◆ Directive:
According to the investment philosophy text below, why is an investment with an equal chance to rise or fall by the same amount not worth owning? Answer in one to three sentences.
------ Passage given
|
Investment
Philosophy
Every
security has a level of risk we
assume when investing in that
security. Risk is often, but not
always, correlated with potential
reward. Over the long term, how
we avoid risk can be more
important to our returns than how
we chase rewards. If a portfolio
drops 20%, it will have to grow
25% just to break even. If a
portfolio drops 50%, we need to
double the portfolio to get back
to square one. This being the
case, an investment that has an
equal potential to rise or fall
the same amount is not an
investment worth owning. The key
to successful investing is to
find investments whose reward
potential is greater than their
risk.
There
are literally thousands of Wall
Street analysts ready to tell us
the potential reward of their
favorite stocks. There is far
less research and intelligence
available discussing the
potential risks of those
investments. This is what the
Risk Aware Management
Program attempts to address.
With multiple risk discovery and
risk reduction techniques, we
attempt to stack the deck in
favor of reward with reduced
risk. Sometimes that will mean
that we miss the latest trend.
This suits us just
fine.
The
Risk Aware Management
Program measures the markets'
potential through several
technical indicators for risk and
potential reward and makes
strategic asset allocations based
on that macro view. Then, we
measure each prospective
investment's risk/reward ratio
and makes individual trading
decisions based on fundamental,
technical and subjective
criteria.
Investment
Objectives
In
all cases, the investment
objectives of an account are
determined by the client's
individual circumstances, needs
and goals. Therefore, the Risk
Aware Management Program is a
controlling philosophy rather
than a specific portfolio. The
specific rate of return we aim
for is therefore established by
the client.
------------
------ Dataset records
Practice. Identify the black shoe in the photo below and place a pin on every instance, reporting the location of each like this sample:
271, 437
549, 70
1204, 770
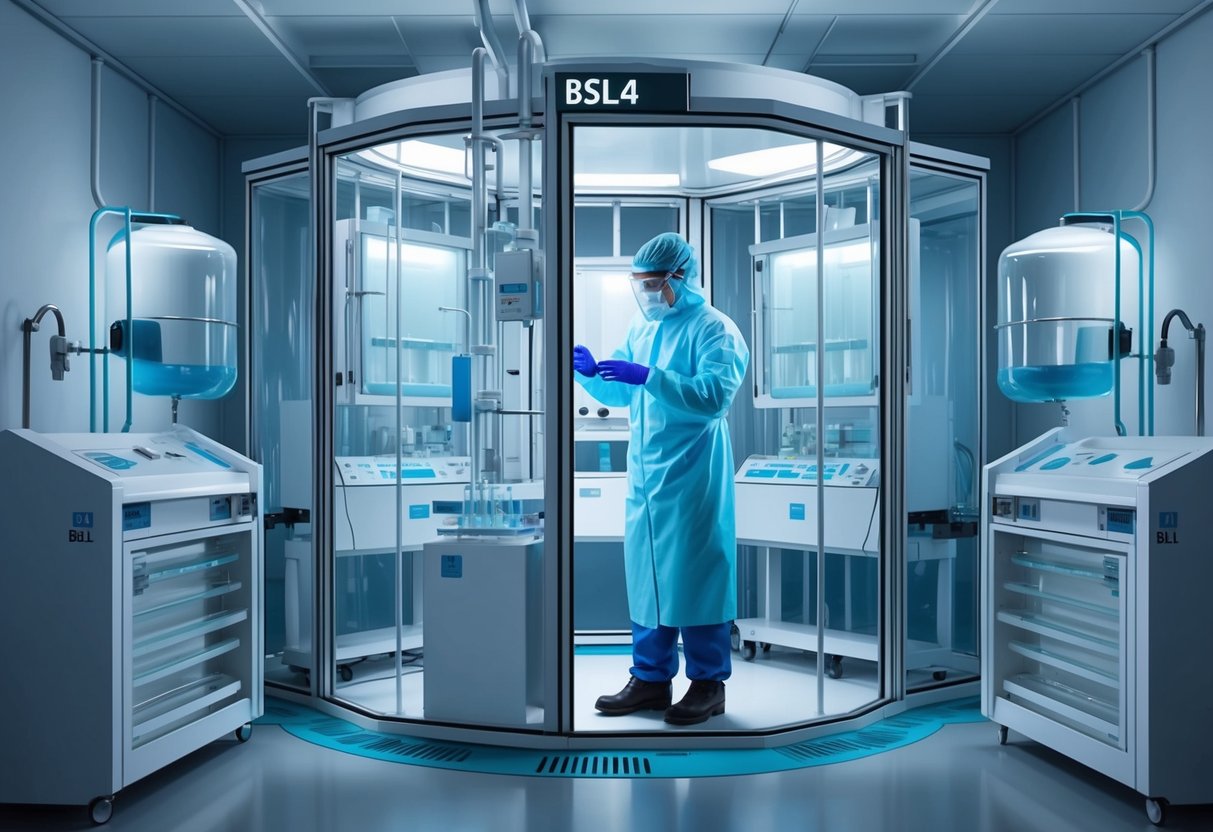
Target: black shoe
637, 695
702, 700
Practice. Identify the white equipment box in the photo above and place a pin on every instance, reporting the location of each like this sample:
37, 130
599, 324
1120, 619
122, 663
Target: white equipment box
483, 631
776, 509
130, 591
1095, 583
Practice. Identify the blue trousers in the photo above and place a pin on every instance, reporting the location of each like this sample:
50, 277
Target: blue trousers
707, 648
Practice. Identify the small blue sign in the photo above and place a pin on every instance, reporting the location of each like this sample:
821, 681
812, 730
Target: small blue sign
136, 516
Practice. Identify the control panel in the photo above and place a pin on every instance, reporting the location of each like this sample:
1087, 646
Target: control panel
782, 471
413, 471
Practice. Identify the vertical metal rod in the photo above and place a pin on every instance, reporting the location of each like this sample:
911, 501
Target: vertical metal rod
821, 429
398, 248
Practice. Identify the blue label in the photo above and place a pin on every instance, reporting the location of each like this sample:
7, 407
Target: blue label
136, 516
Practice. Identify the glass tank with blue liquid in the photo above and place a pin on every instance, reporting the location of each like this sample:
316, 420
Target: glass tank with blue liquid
1058, 312
181, 338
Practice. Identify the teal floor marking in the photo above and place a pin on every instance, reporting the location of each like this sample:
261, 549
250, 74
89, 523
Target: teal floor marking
893, 733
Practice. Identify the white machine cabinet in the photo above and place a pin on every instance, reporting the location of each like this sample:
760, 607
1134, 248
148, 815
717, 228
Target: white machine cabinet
1095, 581
130, 593
776, 509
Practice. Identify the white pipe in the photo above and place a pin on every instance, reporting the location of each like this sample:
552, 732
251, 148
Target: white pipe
1151, 150
95, 159
152, 100
1077, 153
493, 46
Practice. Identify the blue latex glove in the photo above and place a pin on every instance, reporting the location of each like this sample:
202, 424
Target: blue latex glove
584, 362
624, 371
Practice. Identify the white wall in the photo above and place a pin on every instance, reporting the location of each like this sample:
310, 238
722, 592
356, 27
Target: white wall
45, 83
1114, 174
------------
◆ Answer to the problem:
Recovering from a loss takes a larger percentage gain than the loss itself. A portfolio that drops 20% must grow 25% to break even, and one that drops 50% must double. Equal odds of rising or falling by the same amount therefore work against the investor.